*DESCRIPTION OF THE TASK*
Every line in the data below that has the word "clicks" should be returned.

** Opening THE DATA block **

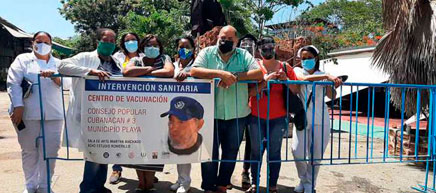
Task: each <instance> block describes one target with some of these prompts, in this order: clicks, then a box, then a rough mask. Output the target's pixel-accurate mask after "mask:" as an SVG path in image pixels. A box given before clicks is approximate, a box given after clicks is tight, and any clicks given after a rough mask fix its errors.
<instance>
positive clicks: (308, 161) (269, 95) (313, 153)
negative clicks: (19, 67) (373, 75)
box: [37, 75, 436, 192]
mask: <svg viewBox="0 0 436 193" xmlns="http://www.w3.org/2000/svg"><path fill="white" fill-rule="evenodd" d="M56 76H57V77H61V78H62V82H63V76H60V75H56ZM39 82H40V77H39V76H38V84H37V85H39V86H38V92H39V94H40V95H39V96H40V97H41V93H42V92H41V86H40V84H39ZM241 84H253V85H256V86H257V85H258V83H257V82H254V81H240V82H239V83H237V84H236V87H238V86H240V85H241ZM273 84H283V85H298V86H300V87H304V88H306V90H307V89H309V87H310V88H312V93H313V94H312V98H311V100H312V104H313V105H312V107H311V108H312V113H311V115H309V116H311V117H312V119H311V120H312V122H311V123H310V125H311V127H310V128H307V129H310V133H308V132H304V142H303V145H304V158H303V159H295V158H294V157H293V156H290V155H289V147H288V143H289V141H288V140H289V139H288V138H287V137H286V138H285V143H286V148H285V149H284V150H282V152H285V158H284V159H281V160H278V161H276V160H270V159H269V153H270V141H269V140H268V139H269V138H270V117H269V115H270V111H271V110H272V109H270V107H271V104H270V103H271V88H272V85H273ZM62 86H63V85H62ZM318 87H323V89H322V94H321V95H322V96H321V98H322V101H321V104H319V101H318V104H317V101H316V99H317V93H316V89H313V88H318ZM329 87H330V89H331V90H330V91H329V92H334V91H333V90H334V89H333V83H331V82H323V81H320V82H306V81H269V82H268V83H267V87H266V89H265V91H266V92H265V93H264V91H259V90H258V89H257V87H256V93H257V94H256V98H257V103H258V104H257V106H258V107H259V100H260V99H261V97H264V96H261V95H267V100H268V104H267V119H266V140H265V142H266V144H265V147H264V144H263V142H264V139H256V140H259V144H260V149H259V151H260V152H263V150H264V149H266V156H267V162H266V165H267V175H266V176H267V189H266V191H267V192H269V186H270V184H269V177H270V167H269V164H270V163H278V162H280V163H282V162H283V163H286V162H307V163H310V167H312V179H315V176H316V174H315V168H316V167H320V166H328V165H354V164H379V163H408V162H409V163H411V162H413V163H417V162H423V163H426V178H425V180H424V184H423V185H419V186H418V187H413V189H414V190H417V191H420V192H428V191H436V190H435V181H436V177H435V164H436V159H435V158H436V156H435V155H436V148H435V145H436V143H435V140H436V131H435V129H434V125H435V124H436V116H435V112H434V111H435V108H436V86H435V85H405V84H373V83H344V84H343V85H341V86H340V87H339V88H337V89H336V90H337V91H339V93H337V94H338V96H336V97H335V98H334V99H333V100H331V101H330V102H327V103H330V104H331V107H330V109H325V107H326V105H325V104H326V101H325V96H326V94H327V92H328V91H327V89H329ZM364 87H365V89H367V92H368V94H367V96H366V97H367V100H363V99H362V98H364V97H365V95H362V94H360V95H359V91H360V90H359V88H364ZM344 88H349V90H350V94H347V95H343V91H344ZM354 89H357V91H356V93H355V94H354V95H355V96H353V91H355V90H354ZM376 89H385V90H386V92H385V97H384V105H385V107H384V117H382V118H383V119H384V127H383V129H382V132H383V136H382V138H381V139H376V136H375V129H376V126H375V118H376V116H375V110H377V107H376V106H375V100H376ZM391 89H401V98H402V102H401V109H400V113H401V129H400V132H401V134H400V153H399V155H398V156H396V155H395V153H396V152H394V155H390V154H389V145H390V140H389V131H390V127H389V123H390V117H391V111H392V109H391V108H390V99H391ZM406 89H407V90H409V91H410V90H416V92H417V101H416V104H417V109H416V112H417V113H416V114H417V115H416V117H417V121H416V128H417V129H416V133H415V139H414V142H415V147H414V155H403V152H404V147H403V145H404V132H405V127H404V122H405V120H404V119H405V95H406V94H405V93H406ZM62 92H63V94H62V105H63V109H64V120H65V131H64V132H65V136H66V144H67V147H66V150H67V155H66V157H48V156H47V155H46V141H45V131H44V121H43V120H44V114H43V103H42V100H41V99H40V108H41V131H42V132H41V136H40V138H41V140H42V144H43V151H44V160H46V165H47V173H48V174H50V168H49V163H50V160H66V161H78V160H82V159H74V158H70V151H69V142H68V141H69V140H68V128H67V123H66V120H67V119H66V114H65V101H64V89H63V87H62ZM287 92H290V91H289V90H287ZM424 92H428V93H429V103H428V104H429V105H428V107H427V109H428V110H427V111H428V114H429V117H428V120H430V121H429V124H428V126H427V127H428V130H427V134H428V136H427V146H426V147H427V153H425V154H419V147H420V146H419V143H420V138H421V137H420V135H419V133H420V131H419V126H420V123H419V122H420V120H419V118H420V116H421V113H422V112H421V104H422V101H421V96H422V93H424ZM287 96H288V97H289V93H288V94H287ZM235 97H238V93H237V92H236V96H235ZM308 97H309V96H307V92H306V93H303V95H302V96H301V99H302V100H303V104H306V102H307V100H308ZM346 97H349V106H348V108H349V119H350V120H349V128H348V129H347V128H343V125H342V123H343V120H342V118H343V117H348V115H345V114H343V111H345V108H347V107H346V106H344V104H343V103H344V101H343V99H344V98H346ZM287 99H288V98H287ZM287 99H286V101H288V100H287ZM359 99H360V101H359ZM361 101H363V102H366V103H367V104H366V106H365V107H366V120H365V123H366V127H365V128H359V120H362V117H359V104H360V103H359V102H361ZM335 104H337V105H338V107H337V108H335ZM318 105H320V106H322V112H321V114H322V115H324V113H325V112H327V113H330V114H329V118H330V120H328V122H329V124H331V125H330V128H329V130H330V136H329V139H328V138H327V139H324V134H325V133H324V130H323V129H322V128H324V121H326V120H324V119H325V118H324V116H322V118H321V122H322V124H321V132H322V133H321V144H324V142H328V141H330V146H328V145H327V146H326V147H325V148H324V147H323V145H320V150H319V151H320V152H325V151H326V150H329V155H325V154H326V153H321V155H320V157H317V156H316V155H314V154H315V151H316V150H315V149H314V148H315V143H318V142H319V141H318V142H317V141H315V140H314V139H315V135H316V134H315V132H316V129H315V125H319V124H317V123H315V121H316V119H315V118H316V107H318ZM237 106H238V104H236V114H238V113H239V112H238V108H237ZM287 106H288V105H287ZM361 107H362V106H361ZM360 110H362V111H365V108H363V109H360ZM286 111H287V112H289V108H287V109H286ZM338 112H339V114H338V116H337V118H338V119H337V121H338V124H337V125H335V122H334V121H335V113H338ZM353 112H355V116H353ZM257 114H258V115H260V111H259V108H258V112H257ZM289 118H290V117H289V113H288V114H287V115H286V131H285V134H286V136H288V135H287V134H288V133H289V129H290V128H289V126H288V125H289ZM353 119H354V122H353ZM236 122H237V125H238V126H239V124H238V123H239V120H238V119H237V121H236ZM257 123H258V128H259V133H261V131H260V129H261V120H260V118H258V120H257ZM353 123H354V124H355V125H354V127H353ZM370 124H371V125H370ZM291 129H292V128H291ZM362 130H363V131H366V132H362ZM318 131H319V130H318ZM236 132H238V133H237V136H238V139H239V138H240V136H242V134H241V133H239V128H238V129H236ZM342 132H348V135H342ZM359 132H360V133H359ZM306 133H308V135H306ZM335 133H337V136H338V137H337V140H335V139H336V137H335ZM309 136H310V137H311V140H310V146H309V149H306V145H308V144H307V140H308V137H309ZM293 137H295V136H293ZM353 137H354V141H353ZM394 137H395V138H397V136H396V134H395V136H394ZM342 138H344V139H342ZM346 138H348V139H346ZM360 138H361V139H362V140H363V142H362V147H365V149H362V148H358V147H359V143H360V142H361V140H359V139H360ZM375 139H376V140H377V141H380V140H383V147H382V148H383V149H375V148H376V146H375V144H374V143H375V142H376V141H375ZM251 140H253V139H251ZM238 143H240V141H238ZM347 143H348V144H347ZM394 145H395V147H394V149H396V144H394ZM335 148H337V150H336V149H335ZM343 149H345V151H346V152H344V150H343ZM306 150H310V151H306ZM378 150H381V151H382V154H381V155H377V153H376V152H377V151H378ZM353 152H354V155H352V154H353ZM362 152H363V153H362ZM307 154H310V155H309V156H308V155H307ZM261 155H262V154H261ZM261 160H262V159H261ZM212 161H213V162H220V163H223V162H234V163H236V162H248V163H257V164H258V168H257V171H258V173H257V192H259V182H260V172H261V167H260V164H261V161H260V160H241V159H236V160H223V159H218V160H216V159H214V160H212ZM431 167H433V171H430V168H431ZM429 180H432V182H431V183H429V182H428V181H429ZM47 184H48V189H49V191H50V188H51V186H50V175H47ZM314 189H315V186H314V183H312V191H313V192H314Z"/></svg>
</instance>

** Closing THE DATA block **

*RESPONSE AREA*
Task: each <instance> block describes one target with some of these prompts, in this order: clicks, then a box, then a rough mask. Output the target's pixel-accurate mask after "mask:" as an SVG path in image pixels. A box given before clicks is approximate, a box given after clicks is tight, and any clicks given after a rough mask fix its errors.
positive clicks: (308, 161) (269, 95) (313, 153)
negative clicks: (19, 67) (373, 75)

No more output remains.